# [Work to be completed]
Send every record back word for word.

(Collected data)
^^^^^^^^
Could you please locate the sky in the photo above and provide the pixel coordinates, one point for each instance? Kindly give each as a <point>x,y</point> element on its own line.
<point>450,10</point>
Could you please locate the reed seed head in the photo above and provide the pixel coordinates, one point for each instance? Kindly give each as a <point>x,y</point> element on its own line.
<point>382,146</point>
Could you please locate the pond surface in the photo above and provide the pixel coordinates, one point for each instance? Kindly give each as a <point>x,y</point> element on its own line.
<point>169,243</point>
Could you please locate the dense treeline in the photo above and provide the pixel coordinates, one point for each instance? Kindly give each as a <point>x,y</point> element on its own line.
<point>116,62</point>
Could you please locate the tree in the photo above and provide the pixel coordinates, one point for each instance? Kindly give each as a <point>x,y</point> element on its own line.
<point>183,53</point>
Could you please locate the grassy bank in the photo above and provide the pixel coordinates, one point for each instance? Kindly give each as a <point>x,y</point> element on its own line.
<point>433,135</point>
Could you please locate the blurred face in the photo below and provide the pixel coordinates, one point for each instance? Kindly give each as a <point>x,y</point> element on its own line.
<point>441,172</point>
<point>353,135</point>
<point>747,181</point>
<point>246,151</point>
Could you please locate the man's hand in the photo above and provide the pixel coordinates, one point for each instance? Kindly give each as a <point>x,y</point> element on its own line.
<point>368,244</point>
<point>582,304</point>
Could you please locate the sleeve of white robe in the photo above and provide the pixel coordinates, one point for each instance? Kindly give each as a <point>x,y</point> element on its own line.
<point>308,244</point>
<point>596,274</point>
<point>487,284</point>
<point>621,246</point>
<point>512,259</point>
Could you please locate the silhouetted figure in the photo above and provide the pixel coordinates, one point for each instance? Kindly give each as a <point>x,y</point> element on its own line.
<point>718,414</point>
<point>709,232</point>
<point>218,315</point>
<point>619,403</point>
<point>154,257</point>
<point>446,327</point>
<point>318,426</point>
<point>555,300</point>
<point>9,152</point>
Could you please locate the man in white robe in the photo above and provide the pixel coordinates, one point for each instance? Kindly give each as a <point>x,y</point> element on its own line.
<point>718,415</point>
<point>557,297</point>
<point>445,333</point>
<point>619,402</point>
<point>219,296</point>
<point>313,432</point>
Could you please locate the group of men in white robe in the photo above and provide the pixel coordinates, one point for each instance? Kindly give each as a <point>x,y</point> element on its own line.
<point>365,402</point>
^^^^^^^^
# [Written answer]
Could you please locate the sky in the photo above and provide the pixel coordinates, one point for each instance? Kindly give each as a <point>x,y</point> element on its own line.
<point>450,10</point>
Could you please locate the reed seed head in the photo above and provide the pixel coordinates, one point for each instance? Kindly give each as a <point>x,y</point> element on its own line.
<point>382,146</point>
Could you please locate the pond surface in the photo above and provide the pixel coordinates, one point for each instance? Kindly give each as a <point>x,y</point> element on its own line.
<point>169,243</point>
Could you please locate the dense treeline in the photo above and provide the pixel coordinates, one point for each instance? Kindly give each as a <point>x,y</point> element on its own line.
<point>116,62</point>
Could you please locate the tree in the photo above and provide the pixel coordinates, one point for each instance? Kindly give each as a <point>x,y</point> element on its own line.
<point>183,53</point>
Could you please locate the grassy bank in the photo above and provide the pixel coordinates, one point for each instance? Kindly give each as a <point>x,y</point> element on its own line.
<point>433,135</point>
Could you please locate the blurred face in the photo below and provide the pixel coordinates, one point for each instance? Kindly give each as a <point>x,y</point> element on its own line.
<point>441,172</point>
<point>353,135</point>
<point>747,181</point>
<point>246,151</point>
Could you please locate the man's hand in the photo above and provide the pixel coordinates, one point for each instance? Kindly give each as a <point>x,y</point> element on its own line.
<point>368,244</point>
<point>582,304</point>
Could you please locate the sleeve of white robe in the photo above and provide the pixel coordinates, one point for each instance? Kindly give each as a <point>x,y</point> element on its own line.
<point>308,244</point>
<point>596,274</point>
<point>487,284</point>
<point>621,246</point>
<point>512,259</point>
Could you please locate the silhouetted figure in the photo above and provide the pixel coordinates, one point for each instance? Kindly give each as a <point>x,y</point> element on its own line.
<point>718,414</point>
<point>709,232</point>
<point>218,315</point>
<point>619,403</point>
<point>154,257</point>
<point>446,327</point>
<point>318,426</point>
<point>555,300</point>
<point>9,152</point>
Could you please locate the man in white robe in the photo above and provide the pixel coordinates, one point for each instance? Kindly give each as a <point>x,y</point> element on its own line.
<point>718,415</point>
<point>557,297</point>
<point>445,333</point>
<point>619,402</point>
<point>219,296</point>
<point>313,432</point>
Could you please locate the group of men in white robe in the photo above and provide the pixel coordinates, one point for each instance? Kindly give each as a <point>x,y</point> element on its own line.
<point>365,402</point>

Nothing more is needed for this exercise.